> **Exercise instructions**
Rewrite the lines below as a numbered list, leaving out any blank lines.

> **Data records**
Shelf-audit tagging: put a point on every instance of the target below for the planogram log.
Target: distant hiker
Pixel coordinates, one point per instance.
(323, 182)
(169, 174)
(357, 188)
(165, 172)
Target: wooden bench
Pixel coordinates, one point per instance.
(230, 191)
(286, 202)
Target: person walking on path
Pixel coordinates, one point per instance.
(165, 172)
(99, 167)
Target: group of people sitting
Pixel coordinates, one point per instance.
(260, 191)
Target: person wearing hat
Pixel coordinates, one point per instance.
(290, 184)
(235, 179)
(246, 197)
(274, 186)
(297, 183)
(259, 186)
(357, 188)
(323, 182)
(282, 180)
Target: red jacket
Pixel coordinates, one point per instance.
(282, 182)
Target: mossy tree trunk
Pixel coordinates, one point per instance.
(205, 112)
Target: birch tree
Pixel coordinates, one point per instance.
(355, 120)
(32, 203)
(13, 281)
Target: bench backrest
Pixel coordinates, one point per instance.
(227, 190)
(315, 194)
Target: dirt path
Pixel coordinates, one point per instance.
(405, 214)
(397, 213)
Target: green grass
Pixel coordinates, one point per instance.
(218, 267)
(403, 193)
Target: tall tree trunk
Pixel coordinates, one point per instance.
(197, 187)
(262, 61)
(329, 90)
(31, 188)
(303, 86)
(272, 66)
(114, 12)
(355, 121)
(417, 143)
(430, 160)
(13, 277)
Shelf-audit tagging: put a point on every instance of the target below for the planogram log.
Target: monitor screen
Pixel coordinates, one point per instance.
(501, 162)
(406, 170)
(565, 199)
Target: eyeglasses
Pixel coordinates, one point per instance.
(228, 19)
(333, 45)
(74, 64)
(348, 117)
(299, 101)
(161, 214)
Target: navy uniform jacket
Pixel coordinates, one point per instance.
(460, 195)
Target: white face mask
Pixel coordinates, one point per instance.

> **Problem solution**
1. Shelf-audit tagging: put a point on every instance of the target below for the planogram log.
2. Target: distant hiker
3. Pixel coordinates, one point per instance.
4. (323, 182)
5. (169, 174)
6. (357, 188)
7. (165, 172)
8. Target: wooden bench
9. Pixel coordinates, one point per instance.
10. (230, 191)
11. (286, 202)
12. Target: person walking on path
13. Pixel coordinates, one point per instance.
14. (165, 172)
15. (99, 167)
16. Target: group of people sitting
17. Pixel coordinates, one point per instance.
18. (260, 191)
19. Target: person wearing hat
20. Pixel coordinates, one point per instance.
21. (290, 184)
22. (235, 179)
23. (246, 197)
24. (274, 186)
25. (297, 183)
26. (259, 186)
27. (357, 188)
28. (323, 182)
29. (282, 180)
30. Target: red jacket
31. Pixel coordinates, one point per instance.
32. (282, 182)
33. Target: mossy tree trunk
34. Pixel coordinates, one point per instance.
35. (205, 112)
36. Target: birch tree
37. Pixel coordinates, one point per instance.
38. (355, 120)
39. (32, 203)
40. (13, 281)
41. Target: bench backrest
42. Pixel coordinates, one point per instance.
43. (227, 190)
44. (315, 194)
45. Target: dirt path
46. Pixel coordinates, one point per instance.
47. (405, 214)
48. (397, 213)
49. Target: green grass
50. Pixel coordinates, one point per instance.
51. (218, 267)
52. (403, 193)
53. Target: tall tree trunk
54. Pixel coordinates, one point per instance.
55. (197, 187)
56. (262, 61)
57. (329, 90)
58. (31, 188)
59. (303, 86)
60. (272, 66)
61. (114, 12)
62. (355, 121)
63. (417, 143)
64. (430, 160)
65. (13, 277)
66. Shelf-audit tagging: put a point on every instance of the target below for the planogram log.
67. Target: monitor screen
68. Pixel coordinates, one point per instance.
69. (501, 162)
70. (406, 170)
71. (565, 199)
72. Target: eyeglasses
73. Pixel coordinates, one point per instance.
74. (228, 19)
75. (333, 45)
76. (74, 64)
77. (348, 117)
78. (299, 101)
79. (161, 214)
80. Target: navy uniform jacket
81. Pixel coordinates, one point per instance.
82. (460, 195)
83. Target: white face mask
84. Pixel coordinates, one point per instance.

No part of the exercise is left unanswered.